Extract to read: Begin

A while later, Bonnie and Darcy showed up and sat with my while I made pie in my winter coat, and we drank moscata and lit scented candles and nag champa and just generally enjoyed the best of a bad situation. Every so often, someone would knock at the door--first the curious friends of a downstairs neighbor who wanted to make sure he was okay (everyone got out okay, as far as I know) and then my upstairs neighbor, who was away during all of this and came home to her apartment wide open and her dog locked in her bedroom. I explained everything to her, lent her a fan, and then spent the night at Bonnie and Darcy's house, just in case the carbon monoxide levels were dangerous.

Extract to read: End
Data extract: Begin

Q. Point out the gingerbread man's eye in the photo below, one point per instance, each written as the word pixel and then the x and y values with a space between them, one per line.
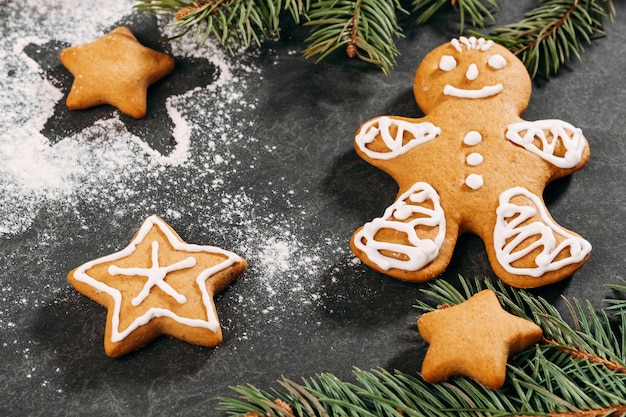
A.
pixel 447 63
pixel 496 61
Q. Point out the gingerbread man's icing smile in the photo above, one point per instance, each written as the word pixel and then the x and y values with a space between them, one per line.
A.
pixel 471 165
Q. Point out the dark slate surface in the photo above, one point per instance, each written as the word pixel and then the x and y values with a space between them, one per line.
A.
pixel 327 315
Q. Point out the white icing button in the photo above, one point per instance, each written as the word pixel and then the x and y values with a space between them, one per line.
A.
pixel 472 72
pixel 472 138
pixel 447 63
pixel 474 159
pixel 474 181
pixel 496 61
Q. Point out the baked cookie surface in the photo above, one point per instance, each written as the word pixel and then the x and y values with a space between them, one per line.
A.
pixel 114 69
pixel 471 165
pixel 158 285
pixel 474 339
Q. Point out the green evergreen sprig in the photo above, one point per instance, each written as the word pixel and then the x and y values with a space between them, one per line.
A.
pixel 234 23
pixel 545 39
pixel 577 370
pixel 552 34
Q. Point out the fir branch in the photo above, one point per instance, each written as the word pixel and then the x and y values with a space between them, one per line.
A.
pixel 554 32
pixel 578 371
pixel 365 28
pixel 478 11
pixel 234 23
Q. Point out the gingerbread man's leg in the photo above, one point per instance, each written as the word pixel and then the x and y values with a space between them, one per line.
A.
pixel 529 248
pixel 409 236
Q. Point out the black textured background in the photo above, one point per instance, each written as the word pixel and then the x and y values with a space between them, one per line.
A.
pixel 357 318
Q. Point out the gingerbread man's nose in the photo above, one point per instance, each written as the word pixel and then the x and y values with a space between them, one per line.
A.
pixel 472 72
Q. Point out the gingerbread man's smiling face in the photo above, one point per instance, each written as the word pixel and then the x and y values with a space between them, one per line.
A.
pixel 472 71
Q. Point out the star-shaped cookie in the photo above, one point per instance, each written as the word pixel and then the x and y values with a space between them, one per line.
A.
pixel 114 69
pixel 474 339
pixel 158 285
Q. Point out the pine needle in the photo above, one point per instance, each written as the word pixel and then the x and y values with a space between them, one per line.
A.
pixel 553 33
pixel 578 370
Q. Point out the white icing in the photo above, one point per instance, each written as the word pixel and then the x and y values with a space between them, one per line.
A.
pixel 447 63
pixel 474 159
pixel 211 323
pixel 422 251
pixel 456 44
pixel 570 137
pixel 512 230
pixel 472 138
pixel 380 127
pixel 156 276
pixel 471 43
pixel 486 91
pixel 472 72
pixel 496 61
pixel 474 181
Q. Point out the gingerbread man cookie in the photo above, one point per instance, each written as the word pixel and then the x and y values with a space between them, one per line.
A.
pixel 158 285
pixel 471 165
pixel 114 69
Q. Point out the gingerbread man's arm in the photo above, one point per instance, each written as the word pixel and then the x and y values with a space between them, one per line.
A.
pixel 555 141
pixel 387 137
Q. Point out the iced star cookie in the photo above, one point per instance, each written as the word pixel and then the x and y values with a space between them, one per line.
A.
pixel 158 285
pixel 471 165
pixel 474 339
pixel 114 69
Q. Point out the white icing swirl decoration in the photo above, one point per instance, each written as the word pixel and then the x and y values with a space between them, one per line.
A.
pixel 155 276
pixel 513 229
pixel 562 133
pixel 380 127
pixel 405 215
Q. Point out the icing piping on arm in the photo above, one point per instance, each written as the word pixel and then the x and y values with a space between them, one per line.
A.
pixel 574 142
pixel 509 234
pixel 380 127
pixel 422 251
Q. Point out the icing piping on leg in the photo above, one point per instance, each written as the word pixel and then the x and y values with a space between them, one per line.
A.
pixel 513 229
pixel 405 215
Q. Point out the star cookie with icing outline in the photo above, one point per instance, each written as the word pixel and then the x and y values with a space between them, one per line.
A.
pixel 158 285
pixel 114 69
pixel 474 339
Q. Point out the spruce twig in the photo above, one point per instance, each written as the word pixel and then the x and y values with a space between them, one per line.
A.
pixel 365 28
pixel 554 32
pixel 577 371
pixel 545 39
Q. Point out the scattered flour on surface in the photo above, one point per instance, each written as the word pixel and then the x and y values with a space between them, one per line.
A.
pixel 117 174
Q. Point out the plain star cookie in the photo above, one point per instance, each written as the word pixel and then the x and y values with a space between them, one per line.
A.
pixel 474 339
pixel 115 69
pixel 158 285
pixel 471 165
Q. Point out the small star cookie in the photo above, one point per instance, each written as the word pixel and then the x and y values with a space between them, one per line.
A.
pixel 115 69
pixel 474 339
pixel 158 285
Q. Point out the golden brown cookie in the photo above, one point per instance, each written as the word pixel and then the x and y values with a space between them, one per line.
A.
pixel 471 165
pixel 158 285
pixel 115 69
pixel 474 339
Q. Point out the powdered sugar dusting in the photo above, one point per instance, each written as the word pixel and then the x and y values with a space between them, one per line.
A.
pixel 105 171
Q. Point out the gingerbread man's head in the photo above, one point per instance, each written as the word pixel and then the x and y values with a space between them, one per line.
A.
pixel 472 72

Data extract: End

## Assigned task A
Answer these questions from the passage about the evening with Bonnie and Darcy:
(i) What did the narrator drink with Bonnie and Darcy?
(ii) What did the narrator lend the upstairs neighbor?
(iii) Why did the narrator spend the night at Bonnie and Darcy's house?
## Assigned task B
Go on with the passage about the evening with Bonnie and Darcy from its last sentence.
The entries have no connection to the passage about the evening with Bonnie and Darcy.

## Final answer A
(i) Moscata.
(ii) A fan.
(iii) In case the carbon monoxide levels were dangerous.

## Final answer B
Today, the apartment next to mine is all boarded up, making it look even more like a ruined shell. My front hallway is cold and dark and smells of the most horrible, acrid, chemical mixture of smoke and fire-killers that I could ever imagine. The hall outside my door is dingy, grey, as though it won't even let light brighten it. Black, mildew-like tendrils run up and down the walls where the smoke and water infiltrated the paint, the wood, the carpet, the air. Everything has a current of smoke and burning running through it now. Even my apartment, which was relatively untouched, reeks of smoke still. But it's getting better and it will be better.

People are generally good natured, I've decided from this. Most people, anyway.
And I'm okay and so is everything I own. And I'm thankful that I can sit here and write this over a cup of hot cocoa and everything's really pretty cool.

Friday, December 10, 2004

A Warm Winter's Day

It's another grey, damp day in December, with temperatures not much lower than the forties or fifties and a veil of moisture in the air, dulling the line of the sky. Last year around this time, I remember walking out into the cold air, feeling it hit my skin and solidify my mind into these neat little crystals of thought. Last year, I remember walking around a cemetery in snow drifts, struggling just to breathe against the wind, and skies a permanent blue because the air wasn't warm enough to hold clouds. That's proper winter.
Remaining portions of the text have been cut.